▸ **PASSAGE TO READ**:
>> START
05-01-2016, 10:03 AM | #1 |
Wizard
Posts: 1,085
Karma: 412718
Join Date: Jan 2009
Location: Valley Forge, PA, USA
Device: Kindle Paperwhite
|
RegEx or RE Function to apply [Change Case] Capitialize?
Is there a RegEx or RegEx Function that will apply [Change Case] Capitialize to the upper case words at the beginning of a paragraph, which is usually in the first paragraph of each chapter?
It's purely personal opinion but in my Kindle I find the 'paper book' typographic style disconcerting and if there were a easy way to change it'd save a lot of manual work. I'd like to change the first <p> to the second <p>. It's not 100% since there could be proper names or acronyms in the UPPER CASE TEXT, but I can clean them up manually Code:
<body> <p>ALLCAPS ALLCAPS ALLCAPS lower case lower case lower case lower case lower case </p> <p>Allcaps allcaps allcaps lower case lower case lower case lower case lower case </p> </body> Thanks Last edited by phossler; 05-01-2016 at 11:15 AM. Reason: spelling |
05-01-2016, 11:44 AM | #2 |
Ex-Helpdesk Junkie
Posts: 19,421
Karma: 85397180
Join Date: Nov 2012
Location: The Beaten Path, USA, Roundworld, This Side of Infinity
Device: Kindle Touch fw5.3.7 (Wifi only)
|
There are builtin functions to replace captured text as capitalized/lowercased/titlecased...
>> END
▸ **DATASET EXCERPT**:
>> START
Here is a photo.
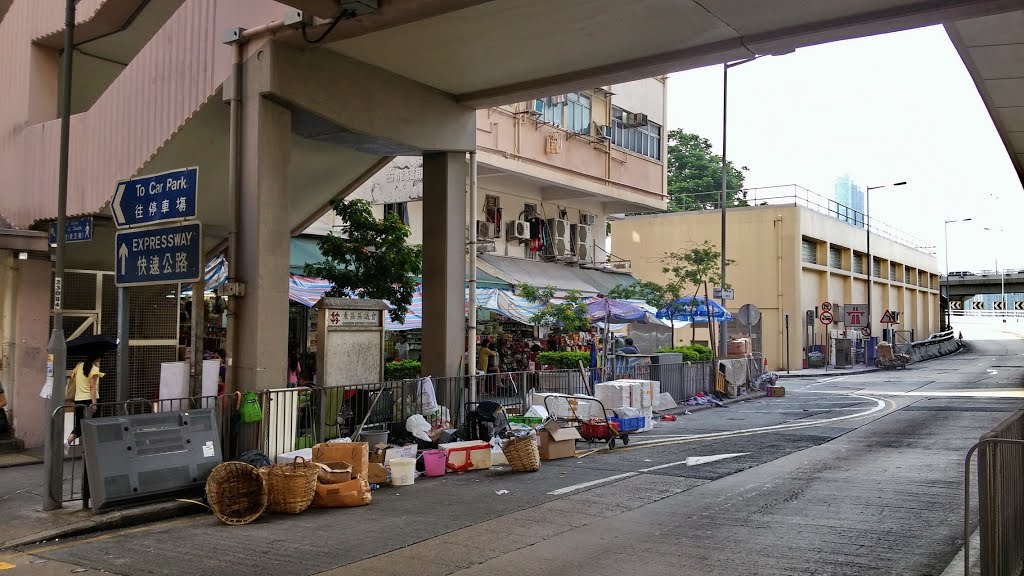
>> END
▸ **PROBLEMS TO WORK ON**:
1. In the forum thread, where do the upper case words that the first poster wants to change usually appear?
2. Transcribe the part of the forum thread starting with "It's purely personal" and going on through "fw5.3.7 (Wifi only)".

▸ **SOLUTION LIST**:
1. At the beginning of a paragraph, usually the first paragraph of each chapter.

2.
It's purely personal opinion but in my Kindle I find the 'paper book' typographic style disconcerting and if there were a easy way to change it'd save a lot of manual work. I'd like to change the first <p> to the second <p>. It's not 100% since there could be proper names or acronyms in the UPPER CASE TEXT, but I can clean them up manually Code:
<body> <p>ALLCAPS ALLCAPS ALLCAPS lower case lower case lower case lower case lower case </p> <p>Allcaps allcaps allcaps lower case lower case lower case lower case lower case </p> </body> Thanks Last edited by phossler; 05-01-2016 at 11:15 AM. Reason: spelling |
05-01-2016, 11:44 AM | #2 |
Ex-Helpdesk Junkie
Posts: 19,421
Karma: 85397180
Join Date: Nov 2012
Location: The Beaten Path, USA, Roundworld, This Side of Infinity
Device: Kindle Touch fw5.3.7 (Wifi only)